*** Given information ***

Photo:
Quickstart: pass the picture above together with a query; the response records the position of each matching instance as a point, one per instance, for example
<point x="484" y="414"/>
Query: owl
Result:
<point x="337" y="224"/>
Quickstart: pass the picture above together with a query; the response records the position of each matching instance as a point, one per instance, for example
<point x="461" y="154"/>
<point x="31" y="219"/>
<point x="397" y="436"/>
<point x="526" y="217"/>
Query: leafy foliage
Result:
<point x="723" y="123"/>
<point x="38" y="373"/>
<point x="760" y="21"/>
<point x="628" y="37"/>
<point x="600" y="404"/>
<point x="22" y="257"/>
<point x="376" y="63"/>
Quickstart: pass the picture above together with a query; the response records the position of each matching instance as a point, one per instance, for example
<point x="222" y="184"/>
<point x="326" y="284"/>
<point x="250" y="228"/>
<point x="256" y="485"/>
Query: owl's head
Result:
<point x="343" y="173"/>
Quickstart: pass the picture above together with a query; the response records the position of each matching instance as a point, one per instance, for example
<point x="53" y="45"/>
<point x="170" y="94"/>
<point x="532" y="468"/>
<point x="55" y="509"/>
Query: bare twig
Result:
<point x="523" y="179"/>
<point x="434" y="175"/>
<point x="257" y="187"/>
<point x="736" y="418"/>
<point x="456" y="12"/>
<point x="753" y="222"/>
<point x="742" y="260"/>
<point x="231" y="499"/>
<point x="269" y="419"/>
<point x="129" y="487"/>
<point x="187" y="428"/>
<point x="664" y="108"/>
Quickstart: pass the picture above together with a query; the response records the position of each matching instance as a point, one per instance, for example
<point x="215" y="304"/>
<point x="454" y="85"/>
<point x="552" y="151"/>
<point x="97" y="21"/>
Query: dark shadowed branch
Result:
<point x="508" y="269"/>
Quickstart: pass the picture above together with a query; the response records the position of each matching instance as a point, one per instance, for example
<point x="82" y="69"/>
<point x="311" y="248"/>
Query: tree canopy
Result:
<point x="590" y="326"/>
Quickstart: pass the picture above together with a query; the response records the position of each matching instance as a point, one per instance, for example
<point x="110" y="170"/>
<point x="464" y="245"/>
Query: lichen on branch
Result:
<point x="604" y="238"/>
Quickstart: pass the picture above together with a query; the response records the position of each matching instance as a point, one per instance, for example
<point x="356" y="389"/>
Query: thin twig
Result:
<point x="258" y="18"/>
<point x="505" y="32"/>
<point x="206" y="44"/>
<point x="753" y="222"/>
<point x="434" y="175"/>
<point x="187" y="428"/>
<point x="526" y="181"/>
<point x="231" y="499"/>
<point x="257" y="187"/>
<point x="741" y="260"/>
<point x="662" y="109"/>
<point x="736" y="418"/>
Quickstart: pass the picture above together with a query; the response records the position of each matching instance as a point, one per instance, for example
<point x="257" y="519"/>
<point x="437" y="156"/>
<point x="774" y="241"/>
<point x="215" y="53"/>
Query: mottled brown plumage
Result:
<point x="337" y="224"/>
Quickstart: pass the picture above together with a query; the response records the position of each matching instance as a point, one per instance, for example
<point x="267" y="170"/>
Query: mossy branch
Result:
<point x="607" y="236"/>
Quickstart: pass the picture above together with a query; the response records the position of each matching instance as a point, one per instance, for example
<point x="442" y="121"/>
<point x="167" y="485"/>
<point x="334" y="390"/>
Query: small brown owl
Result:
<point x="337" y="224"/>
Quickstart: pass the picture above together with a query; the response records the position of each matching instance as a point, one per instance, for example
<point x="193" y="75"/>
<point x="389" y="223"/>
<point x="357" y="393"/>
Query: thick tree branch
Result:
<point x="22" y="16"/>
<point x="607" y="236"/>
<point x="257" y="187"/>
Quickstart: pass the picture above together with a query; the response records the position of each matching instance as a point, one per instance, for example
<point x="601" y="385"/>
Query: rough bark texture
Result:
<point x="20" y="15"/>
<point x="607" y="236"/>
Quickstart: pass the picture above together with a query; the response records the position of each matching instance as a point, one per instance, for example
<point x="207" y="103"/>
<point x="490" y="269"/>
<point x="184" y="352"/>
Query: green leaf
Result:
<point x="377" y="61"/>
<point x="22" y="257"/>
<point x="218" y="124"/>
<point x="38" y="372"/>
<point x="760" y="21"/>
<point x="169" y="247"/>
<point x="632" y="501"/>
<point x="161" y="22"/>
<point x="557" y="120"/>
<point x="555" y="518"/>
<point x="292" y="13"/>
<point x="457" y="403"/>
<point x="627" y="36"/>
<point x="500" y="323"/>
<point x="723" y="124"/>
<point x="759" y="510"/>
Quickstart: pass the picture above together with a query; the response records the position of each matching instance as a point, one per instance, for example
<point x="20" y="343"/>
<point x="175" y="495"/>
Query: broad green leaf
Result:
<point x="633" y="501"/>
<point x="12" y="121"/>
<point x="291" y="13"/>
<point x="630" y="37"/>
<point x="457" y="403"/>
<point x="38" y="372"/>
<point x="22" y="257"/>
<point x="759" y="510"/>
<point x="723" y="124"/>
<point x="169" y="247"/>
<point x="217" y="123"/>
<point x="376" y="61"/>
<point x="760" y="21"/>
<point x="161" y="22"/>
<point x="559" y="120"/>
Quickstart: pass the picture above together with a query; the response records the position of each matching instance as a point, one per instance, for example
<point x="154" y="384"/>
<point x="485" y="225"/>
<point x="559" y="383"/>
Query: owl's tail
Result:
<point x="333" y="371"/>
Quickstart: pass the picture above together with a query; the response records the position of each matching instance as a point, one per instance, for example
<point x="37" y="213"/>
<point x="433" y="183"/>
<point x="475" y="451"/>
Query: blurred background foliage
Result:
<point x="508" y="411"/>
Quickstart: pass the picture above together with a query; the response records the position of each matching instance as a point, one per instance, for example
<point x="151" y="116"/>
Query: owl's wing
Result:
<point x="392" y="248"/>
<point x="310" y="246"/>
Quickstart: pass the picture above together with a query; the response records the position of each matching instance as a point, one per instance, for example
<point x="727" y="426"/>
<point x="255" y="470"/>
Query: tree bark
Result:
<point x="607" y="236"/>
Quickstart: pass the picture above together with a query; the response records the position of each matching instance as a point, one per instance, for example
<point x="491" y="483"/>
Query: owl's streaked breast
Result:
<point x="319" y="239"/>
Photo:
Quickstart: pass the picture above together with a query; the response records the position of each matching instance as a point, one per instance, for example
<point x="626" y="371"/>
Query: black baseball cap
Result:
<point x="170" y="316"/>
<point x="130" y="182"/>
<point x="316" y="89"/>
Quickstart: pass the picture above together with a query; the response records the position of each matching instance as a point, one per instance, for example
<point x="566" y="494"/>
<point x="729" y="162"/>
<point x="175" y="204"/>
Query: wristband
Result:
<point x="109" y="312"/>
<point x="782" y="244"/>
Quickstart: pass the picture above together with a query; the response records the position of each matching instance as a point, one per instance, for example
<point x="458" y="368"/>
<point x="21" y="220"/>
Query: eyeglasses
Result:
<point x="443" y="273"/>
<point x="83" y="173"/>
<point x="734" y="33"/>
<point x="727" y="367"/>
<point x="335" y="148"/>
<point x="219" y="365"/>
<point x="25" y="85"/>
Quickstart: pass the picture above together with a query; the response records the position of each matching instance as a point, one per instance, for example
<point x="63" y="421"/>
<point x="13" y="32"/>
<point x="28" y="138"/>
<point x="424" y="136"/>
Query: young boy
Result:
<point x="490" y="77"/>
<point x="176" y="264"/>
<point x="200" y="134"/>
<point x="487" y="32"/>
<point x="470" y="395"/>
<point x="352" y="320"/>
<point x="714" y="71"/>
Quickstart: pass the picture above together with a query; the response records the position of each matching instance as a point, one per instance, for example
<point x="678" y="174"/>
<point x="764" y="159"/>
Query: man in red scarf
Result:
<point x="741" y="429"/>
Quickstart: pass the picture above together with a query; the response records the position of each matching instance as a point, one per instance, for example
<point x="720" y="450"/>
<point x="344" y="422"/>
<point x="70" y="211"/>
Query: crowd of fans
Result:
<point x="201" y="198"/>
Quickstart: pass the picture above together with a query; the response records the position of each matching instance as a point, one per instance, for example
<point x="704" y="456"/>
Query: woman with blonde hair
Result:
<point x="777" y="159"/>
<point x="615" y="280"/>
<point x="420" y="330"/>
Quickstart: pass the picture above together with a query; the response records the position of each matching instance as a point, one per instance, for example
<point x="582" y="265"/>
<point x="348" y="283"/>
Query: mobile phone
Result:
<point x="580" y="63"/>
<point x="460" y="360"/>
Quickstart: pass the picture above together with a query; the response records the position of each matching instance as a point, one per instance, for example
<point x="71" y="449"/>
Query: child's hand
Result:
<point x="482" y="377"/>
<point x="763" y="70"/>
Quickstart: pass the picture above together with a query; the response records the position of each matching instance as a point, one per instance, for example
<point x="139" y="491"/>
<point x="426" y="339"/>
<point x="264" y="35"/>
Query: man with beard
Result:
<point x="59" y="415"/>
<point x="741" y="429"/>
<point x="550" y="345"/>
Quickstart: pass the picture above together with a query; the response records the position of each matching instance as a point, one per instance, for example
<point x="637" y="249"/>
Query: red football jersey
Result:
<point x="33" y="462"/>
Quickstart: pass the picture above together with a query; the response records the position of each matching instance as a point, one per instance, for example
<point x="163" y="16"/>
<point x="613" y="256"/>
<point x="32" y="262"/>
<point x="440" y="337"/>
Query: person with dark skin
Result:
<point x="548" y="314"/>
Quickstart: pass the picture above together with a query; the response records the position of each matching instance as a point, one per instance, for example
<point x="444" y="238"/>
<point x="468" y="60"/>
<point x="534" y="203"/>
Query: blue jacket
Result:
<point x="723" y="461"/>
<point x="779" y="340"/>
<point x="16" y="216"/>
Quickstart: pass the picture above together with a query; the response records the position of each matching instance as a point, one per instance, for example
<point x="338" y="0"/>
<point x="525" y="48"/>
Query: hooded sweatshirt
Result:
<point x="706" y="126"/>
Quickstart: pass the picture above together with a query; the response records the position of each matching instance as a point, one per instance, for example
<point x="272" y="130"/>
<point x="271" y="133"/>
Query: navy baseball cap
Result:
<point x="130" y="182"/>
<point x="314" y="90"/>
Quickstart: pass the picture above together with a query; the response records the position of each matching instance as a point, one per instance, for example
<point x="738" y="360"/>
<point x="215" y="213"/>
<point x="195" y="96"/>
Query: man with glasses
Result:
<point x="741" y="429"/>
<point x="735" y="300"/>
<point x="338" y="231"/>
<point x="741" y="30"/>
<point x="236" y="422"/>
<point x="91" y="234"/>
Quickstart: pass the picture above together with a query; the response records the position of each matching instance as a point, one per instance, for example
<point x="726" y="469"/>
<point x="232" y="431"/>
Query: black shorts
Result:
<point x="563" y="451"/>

***

__Set task__.
Tally the lines of the material above that contain the string "brown", counting only matches in that exact case. Give the number alone.

__The output__.
2